**YOUR OBJECTIVE**
Could you print exactly the lines of the listing below, starting at the line that has "Practice step: point at the green" and ending at the line that has "Practice step: point at the white", and only those lines?

**RECORD EXCERPTS**
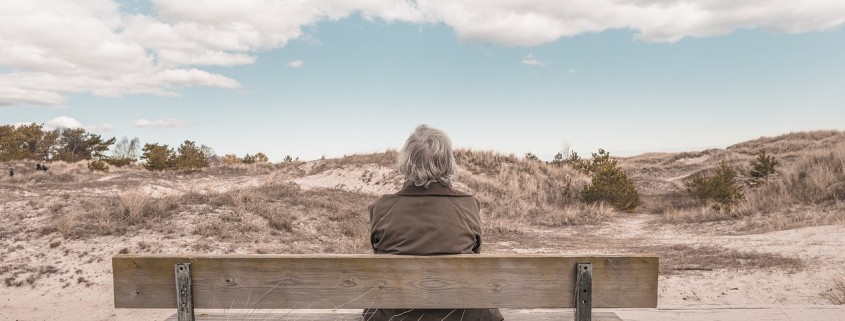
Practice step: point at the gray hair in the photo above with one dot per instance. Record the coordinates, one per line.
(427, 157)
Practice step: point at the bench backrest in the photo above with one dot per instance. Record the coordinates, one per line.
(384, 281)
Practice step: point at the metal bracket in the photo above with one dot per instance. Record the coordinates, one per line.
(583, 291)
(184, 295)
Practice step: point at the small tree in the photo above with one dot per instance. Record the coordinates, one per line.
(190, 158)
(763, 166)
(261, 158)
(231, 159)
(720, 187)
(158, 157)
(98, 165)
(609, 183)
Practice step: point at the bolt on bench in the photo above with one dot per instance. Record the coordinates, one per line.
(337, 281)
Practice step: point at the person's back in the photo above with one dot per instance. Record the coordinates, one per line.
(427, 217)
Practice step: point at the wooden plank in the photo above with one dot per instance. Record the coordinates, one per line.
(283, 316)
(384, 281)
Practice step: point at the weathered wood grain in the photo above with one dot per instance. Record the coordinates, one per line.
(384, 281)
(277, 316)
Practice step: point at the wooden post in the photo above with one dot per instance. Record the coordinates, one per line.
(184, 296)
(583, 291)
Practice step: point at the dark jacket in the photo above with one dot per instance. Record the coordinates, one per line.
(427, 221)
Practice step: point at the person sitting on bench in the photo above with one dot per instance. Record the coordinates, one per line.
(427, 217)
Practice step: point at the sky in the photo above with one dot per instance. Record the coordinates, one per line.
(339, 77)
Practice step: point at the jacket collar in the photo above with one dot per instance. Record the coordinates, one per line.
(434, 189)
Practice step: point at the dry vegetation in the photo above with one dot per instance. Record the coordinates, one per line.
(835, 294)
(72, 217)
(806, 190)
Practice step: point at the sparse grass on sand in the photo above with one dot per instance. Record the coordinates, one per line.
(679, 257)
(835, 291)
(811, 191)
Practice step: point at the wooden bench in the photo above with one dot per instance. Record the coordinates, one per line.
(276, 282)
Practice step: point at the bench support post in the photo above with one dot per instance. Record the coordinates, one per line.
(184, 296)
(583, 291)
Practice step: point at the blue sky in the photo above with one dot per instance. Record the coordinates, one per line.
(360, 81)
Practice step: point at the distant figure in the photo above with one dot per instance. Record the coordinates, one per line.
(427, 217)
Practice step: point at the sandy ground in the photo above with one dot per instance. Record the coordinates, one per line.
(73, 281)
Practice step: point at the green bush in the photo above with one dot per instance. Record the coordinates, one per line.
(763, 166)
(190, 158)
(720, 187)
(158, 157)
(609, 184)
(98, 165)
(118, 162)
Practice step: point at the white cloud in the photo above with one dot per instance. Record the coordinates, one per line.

--

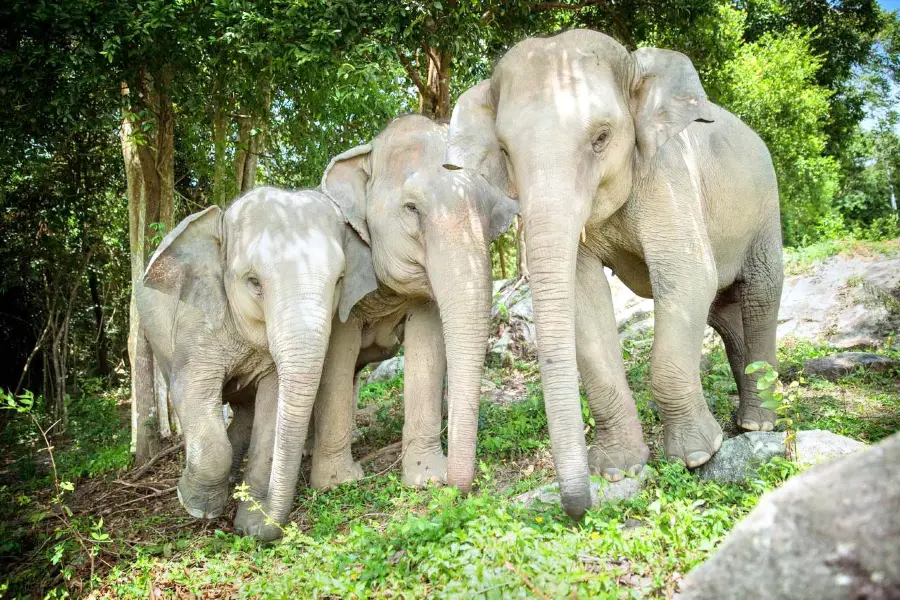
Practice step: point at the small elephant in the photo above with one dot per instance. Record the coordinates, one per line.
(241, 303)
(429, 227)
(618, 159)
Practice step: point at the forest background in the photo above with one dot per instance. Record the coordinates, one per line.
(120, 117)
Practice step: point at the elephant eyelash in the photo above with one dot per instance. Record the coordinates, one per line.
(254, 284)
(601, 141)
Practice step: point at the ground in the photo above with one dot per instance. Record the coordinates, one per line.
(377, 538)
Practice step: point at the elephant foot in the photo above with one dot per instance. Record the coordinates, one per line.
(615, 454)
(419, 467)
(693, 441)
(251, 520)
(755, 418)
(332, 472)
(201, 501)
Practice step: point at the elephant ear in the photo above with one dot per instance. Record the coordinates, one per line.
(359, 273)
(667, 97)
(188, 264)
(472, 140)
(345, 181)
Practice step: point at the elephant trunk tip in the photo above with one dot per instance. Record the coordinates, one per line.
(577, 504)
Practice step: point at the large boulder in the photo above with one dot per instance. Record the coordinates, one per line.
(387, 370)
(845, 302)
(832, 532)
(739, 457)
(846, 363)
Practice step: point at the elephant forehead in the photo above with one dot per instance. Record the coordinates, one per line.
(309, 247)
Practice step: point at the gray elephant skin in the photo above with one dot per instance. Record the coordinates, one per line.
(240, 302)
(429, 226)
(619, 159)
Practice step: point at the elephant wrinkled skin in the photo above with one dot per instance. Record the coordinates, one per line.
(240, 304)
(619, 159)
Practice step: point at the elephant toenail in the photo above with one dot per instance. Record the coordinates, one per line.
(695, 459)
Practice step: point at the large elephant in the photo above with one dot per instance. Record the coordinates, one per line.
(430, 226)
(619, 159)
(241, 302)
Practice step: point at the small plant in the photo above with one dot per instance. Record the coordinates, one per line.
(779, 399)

--

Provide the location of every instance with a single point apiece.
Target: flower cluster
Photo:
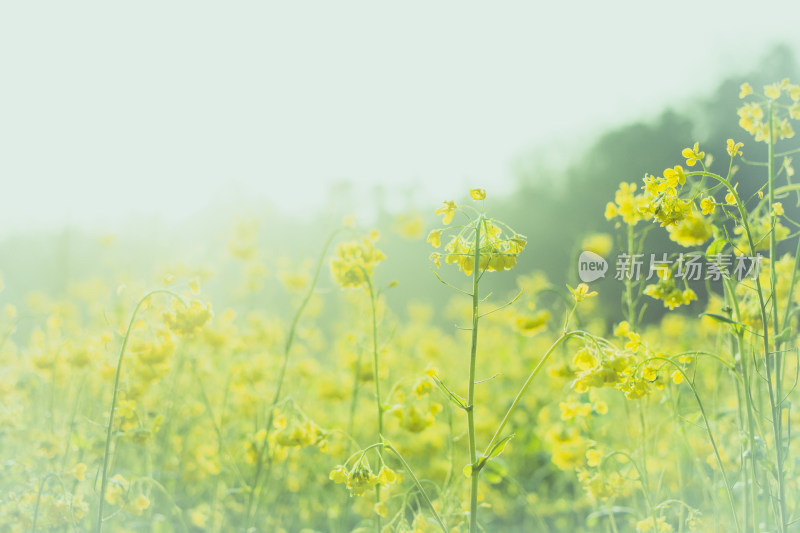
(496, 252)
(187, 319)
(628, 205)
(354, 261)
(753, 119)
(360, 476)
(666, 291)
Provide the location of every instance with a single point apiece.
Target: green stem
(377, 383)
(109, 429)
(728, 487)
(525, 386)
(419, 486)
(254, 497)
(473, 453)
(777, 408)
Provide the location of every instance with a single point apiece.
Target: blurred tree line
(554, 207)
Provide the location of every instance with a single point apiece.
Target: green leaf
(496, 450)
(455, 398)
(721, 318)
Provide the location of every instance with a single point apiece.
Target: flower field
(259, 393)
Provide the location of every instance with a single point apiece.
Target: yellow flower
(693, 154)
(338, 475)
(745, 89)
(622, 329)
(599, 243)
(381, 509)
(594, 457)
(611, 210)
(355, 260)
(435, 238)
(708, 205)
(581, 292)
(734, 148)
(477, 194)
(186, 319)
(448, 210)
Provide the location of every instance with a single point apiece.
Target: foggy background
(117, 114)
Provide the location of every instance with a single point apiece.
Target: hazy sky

**RESPONSE TO THE TASK**
Practice step: point at the green bush in the photo above with one dot per instance. Record the coordinates, one per line.
(763, 166)
(190, 158)
(720, 187)
(158, 157)
(609, 184)
(98, 165)
(118, 162)
Practice step: point at the white cloud in the photo above with one dot per instance. Record the coordinates, one per line.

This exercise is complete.